*EXTRACT PROVIDED:*
Content starts

Two weeks after she was harassed at Dallas Fort Worth International Airport prior to boarding a commercial flight, Mercury center Brittney Griner criticized the WNBA on Monday for allowing the travel situation to reach what she described as “rock bottom.”

During a video call following the team’s introduction of interim head coach Nikki Blue to replace fired coach Vanessa Nygaard, Griner was asked about the incident in Dallas in which she was harassed by a social media personality while walking through the airport, and how she felt the league has handled the team’s travel situation since.

“I’ll say this. I think we should have already had the option to use a different airline, a more private airline, charter flights,” Griner said, per ESPN’s M.A. Voepel. “It’s a shame that it had to get to rock bottom, because I feel like waiting for something to happen and then making a change … you don’t know what that ‘something’s’ going to be. We’ve all seen what can happen in this world.

“And when you play the ‘let’s-wait-and-see game,’ you’re really playing with fire. You’re playing with people’s lives. So I’m glad that they finally got it together—and, you know, are going to allow us to do this. It’s just a shame that it took so damn long, honestly.”

Content ends

*EXCERPTED DATA:*

Content starts

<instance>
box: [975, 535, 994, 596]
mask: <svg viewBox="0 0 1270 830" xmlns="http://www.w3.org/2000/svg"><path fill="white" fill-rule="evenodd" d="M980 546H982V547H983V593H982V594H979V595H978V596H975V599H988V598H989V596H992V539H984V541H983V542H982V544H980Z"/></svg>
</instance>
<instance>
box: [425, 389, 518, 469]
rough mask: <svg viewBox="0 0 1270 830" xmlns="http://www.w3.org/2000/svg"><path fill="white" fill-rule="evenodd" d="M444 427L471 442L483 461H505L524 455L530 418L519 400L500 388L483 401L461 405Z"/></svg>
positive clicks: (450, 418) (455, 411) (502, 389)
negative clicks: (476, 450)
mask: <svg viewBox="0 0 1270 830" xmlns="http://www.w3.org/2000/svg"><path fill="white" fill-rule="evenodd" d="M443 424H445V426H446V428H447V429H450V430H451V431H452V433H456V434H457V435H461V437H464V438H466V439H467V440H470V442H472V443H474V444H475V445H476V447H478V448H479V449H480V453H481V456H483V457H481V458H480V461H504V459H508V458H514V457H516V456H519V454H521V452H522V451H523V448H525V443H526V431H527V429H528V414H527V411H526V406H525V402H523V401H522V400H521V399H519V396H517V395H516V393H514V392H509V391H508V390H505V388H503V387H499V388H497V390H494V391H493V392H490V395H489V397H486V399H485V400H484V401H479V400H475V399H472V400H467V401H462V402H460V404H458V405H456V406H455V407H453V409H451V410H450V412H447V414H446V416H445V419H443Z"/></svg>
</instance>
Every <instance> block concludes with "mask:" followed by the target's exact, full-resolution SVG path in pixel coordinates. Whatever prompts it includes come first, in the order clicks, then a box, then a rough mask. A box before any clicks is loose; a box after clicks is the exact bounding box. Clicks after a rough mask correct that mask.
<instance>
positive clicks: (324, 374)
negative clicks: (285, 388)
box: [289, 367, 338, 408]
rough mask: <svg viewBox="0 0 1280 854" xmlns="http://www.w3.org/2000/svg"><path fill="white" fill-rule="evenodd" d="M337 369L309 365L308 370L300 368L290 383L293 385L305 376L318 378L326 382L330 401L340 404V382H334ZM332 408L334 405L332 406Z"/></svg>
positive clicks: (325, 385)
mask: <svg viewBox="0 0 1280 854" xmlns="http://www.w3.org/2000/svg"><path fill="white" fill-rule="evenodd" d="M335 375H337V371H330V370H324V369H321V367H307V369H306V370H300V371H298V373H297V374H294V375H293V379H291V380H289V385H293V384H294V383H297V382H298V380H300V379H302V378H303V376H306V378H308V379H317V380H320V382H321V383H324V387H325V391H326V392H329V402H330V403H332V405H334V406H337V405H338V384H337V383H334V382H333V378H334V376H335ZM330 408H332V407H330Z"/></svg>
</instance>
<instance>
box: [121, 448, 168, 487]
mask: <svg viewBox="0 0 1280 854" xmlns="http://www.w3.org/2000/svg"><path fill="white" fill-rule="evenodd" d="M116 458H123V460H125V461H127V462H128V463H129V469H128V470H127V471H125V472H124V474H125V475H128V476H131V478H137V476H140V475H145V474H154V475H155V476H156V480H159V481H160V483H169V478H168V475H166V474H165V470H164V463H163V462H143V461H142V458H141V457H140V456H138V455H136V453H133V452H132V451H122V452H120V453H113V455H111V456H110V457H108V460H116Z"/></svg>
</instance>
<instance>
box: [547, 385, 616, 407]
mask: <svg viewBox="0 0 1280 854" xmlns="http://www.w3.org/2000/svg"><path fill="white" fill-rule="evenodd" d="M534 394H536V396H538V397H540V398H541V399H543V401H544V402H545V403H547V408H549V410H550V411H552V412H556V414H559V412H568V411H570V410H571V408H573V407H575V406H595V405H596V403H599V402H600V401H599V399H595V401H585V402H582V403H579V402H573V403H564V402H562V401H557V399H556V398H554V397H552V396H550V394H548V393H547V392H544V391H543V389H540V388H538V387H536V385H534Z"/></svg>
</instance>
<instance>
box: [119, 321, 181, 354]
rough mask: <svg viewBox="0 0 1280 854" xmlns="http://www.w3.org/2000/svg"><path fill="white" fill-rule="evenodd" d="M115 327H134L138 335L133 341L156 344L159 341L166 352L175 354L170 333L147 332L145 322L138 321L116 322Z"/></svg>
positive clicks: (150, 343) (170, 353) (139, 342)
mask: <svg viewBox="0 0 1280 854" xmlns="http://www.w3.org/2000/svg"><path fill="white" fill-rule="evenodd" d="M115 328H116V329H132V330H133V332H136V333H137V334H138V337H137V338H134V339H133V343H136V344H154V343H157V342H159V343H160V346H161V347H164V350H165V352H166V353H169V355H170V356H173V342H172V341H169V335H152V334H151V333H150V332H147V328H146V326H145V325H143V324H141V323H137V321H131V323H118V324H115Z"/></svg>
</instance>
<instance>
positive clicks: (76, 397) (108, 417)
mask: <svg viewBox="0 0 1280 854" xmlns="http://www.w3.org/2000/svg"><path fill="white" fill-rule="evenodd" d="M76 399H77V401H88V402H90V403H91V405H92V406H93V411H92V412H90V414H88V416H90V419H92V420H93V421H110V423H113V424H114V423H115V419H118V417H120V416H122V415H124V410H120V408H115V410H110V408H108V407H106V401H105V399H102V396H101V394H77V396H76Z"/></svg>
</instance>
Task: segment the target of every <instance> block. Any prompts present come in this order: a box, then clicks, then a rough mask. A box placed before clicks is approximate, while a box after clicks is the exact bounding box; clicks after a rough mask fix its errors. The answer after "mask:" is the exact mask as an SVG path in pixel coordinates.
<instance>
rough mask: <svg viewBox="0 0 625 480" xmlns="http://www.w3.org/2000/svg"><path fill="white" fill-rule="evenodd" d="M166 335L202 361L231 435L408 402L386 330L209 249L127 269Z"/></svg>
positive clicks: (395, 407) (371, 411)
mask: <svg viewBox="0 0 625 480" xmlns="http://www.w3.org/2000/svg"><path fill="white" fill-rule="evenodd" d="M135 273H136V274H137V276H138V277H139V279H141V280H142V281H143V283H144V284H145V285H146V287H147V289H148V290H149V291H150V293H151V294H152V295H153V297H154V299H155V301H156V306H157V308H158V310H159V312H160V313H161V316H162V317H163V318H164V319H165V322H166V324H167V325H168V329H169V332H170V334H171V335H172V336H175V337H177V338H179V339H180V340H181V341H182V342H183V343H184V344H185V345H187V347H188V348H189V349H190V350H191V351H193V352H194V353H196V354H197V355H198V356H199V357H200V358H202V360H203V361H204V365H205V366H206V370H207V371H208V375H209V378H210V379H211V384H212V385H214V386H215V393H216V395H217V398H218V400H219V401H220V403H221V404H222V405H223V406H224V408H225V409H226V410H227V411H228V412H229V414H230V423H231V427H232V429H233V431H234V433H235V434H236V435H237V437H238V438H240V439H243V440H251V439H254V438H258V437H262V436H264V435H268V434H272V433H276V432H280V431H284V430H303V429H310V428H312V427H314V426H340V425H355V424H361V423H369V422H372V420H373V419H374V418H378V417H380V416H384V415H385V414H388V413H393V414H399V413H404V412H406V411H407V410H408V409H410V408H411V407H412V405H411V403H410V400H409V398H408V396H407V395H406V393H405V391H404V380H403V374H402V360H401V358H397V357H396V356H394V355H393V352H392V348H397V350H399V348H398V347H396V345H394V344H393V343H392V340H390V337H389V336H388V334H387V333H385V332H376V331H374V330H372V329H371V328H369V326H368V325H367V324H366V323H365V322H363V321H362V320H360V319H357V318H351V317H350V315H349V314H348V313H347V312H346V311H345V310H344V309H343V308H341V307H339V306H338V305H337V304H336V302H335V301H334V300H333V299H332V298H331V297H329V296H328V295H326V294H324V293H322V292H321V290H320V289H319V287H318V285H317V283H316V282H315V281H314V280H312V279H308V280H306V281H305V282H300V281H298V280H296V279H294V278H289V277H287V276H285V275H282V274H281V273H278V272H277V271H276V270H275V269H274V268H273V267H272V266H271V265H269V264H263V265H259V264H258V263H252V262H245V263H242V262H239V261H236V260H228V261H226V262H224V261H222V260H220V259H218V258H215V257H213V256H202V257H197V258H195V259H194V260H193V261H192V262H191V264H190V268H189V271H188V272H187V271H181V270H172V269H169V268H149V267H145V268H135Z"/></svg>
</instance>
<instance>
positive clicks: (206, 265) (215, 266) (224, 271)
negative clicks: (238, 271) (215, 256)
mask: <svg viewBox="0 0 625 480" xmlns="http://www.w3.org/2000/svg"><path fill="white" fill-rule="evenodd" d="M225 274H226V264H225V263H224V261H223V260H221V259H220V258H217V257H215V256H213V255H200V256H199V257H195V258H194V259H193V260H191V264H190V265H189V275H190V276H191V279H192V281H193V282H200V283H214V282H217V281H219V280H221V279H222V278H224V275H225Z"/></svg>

Content ends

*WRITTEN TASK:* Continue the article on Brittney Griner's criticism of WNBA travel from the point where it stops. The listing plays no part in what comes next.

*TASK RESPONSE:*
The league approved Griner to board charter flights in the wake of the incident. The precise parameters around the team’s travel setup have been tightly guarded all year, with the team and WNBA citing safety reasons, per ESPN.

Voepel reports that, in April, the league approved a “hybrid plan” that would allow Griner—but not the entire Mercury team—to fly on two preapproved charter flights, with the league retaining the option to approve more charter flights in the future. The league also approved team travel on JSX public charter flights, which don’t have routes to every WNBA city. JSX flights operate out of private terminals, which means the traveling team does not have to traverse through the airport or go through TSA security checkpoints.

It remains unclear how the Mercury are traveling now in the wake of the Dallas incident.